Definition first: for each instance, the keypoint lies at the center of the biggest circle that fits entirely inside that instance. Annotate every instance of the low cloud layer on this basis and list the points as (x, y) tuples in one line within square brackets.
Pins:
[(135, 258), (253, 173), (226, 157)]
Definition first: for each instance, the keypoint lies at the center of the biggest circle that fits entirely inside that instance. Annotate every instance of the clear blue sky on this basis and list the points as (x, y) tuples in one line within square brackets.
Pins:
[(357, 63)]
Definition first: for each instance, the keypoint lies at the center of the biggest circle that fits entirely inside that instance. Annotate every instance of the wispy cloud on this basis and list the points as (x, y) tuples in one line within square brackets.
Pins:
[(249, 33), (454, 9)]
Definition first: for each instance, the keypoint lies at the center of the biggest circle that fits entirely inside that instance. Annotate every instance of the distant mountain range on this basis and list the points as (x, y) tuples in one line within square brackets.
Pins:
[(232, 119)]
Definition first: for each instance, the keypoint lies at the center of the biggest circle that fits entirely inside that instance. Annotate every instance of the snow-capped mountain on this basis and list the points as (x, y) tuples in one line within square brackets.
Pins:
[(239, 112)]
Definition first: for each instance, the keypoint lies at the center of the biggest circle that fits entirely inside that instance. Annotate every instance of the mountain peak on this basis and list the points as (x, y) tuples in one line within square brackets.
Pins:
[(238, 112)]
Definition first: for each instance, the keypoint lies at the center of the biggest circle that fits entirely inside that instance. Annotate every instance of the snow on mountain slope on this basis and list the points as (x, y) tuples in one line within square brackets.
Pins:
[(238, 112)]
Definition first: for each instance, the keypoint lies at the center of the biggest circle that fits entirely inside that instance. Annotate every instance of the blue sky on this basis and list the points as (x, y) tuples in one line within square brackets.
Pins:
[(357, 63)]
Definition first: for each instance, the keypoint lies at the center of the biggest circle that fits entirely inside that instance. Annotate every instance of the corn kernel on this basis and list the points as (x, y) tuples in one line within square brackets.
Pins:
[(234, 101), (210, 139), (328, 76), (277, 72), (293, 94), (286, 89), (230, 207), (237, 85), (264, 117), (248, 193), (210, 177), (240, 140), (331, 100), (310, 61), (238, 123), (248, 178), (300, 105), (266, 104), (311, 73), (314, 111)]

Aim of the task
Repeat, with no changes, each line from the one with "of the corn" to the end of the listing, including both ends and nothing else.

Result of this task
Definition first: for each instance, the keypoint lies at the center of the biggest circle that fits entirely inside that instance. Annotate every instance of the corn kernel on this basis and list the points as (x, y) tuples in one line within square brackets.
Pins:
[(234, 101), (210, 139), (328, 76), (277, 72), (293, 94), (286, 89), (230, 207), (237, 85), (264, 117), (248, 193), (210, 177), (240, 140), (331, 100), (310, 61), (238, 123), (248, 178), (300, 105), (266, 104), (311, 73), (314, 111)]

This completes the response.